- _EXERCISE PROMPT_
Word for word, transcribe the data below from the line with "target | stone archway" to the line with "target | chimney", keeping both of those lines.

- _STUDY MATERIAL_
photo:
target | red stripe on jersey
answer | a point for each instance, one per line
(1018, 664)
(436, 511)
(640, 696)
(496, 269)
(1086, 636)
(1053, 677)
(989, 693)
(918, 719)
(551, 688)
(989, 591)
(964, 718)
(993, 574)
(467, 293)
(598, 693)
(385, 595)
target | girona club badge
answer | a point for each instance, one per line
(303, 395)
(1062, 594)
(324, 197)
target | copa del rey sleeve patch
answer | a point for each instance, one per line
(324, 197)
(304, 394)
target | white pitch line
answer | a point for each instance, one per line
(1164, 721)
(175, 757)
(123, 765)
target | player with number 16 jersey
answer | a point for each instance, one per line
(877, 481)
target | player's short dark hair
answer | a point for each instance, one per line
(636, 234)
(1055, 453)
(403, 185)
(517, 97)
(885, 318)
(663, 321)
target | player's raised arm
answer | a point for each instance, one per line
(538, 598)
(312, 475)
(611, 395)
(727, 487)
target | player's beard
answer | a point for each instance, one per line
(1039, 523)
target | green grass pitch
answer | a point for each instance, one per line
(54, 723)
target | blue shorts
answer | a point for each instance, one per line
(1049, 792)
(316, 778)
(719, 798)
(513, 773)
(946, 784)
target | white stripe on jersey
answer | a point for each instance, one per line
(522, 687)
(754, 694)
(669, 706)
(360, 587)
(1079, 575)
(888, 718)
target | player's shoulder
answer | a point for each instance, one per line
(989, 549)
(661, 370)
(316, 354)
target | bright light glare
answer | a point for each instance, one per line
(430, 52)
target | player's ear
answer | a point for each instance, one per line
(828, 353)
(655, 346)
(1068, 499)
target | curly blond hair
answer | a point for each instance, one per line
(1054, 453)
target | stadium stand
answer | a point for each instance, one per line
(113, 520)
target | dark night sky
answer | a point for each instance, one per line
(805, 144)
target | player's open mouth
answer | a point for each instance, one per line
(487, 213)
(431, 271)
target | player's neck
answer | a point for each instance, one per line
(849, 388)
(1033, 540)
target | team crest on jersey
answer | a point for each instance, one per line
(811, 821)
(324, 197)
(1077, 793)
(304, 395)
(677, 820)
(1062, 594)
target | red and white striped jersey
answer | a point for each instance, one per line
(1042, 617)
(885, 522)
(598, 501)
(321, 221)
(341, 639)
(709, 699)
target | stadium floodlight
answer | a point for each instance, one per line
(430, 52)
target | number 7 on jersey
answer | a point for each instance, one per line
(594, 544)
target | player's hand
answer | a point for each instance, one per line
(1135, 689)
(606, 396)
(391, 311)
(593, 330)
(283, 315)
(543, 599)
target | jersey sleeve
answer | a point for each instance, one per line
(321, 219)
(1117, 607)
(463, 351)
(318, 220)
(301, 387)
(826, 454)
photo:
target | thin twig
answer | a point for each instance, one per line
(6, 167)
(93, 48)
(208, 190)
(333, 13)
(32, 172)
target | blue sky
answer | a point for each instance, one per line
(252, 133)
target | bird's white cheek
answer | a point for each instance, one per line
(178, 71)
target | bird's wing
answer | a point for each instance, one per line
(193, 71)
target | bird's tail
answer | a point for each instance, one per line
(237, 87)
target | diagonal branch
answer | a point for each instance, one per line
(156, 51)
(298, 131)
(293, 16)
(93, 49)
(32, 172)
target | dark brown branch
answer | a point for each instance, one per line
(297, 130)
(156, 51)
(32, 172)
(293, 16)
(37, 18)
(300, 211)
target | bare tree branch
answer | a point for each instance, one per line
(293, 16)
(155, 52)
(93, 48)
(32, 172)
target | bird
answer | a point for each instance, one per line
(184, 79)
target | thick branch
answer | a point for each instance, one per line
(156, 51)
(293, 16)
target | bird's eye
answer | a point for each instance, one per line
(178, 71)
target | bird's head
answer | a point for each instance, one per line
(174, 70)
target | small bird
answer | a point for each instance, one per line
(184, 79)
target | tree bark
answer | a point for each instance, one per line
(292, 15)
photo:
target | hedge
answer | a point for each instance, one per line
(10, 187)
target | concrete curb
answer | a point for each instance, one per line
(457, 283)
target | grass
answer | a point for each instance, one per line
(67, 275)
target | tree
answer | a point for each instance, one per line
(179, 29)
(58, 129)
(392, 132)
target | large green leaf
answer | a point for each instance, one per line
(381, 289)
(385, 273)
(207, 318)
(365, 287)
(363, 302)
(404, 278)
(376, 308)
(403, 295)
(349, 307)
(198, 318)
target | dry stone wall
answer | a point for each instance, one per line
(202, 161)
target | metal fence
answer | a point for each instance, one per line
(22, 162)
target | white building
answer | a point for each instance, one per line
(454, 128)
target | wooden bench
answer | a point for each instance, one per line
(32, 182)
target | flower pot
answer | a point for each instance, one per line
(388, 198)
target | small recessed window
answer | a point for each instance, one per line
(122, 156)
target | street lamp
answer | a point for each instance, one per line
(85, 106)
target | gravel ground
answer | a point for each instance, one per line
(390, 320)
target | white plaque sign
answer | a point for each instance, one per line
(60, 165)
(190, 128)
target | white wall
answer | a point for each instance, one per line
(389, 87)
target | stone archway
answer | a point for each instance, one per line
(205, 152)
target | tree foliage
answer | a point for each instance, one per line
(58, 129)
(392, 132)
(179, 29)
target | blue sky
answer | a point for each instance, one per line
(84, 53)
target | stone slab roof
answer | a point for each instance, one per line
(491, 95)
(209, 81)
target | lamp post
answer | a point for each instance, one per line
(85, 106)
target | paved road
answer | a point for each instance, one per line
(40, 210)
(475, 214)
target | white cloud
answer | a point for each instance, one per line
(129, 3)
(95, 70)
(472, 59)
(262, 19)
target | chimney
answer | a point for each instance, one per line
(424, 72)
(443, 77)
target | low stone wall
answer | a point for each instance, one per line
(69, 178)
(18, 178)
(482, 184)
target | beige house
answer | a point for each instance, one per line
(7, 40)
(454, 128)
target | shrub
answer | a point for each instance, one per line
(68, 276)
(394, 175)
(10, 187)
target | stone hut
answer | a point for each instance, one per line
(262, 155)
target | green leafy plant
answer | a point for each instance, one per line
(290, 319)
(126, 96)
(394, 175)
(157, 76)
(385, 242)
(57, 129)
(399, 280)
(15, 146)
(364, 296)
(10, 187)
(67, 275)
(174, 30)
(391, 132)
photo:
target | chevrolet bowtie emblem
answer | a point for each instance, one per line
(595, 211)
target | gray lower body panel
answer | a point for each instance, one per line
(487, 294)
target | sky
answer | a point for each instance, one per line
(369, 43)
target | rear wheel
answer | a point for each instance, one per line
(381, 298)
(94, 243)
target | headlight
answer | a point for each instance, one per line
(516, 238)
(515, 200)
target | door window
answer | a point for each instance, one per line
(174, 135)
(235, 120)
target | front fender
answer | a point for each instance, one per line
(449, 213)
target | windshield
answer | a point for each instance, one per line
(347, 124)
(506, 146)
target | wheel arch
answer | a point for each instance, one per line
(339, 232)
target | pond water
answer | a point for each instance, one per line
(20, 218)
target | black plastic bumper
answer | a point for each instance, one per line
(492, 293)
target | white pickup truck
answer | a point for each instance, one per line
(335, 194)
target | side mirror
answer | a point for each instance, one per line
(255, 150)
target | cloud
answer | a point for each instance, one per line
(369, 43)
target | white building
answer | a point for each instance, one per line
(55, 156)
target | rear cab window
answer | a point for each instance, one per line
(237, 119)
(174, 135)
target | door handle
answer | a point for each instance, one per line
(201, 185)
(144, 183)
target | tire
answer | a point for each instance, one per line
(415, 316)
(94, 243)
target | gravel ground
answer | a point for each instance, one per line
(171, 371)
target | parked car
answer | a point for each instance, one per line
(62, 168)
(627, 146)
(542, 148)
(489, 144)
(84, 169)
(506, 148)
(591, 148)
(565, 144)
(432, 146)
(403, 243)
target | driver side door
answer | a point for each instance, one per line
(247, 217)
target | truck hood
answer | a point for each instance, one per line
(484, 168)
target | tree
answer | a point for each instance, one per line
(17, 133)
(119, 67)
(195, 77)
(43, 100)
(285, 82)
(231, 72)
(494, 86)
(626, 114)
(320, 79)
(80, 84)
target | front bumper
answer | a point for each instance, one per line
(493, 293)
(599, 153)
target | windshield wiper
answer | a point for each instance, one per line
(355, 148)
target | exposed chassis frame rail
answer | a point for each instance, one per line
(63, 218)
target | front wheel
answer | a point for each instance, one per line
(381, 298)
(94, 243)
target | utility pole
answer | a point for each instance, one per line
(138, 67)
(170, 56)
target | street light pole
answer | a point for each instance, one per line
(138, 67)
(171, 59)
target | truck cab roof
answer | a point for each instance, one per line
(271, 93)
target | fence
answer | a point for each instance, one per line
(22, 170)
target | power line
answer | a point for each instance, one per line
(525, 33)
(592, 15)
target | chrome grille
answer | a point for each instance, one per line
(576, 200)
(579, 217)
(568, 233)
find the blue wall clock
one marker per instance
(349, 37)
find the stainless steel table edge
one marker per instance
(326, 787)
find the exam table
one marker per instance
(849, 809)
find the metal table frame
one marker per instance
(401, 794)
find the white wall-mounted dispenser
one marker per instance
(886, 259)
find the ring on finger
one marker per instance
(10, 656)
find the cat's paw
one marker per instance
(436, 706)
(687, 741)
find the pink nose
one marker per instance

- _THE ANSWER_
target | stone archway
answer | a point for each instance, one per line
(205, 152)
target | tree foliage
answer | a point for each instance, one per line
(58, 129)
(392, 132)
(179, 29)
target | blue sky
answer | a point for each instance, one per line
(84, 53)
target | stone slab roof
answer | a point for each instance, one per line
(491, 95)
(209, 81)
target | lamp post
answer | a point for each instance, one per line
(85, 106)
target | paved road
answer | a point for each instance, one per line
(40, 210)
(475, 214)
target | white cloud
answer | a point for each instance, one per line
(129, 3)
(95, 70)
(472, 59)
(262, 19)
target | chimney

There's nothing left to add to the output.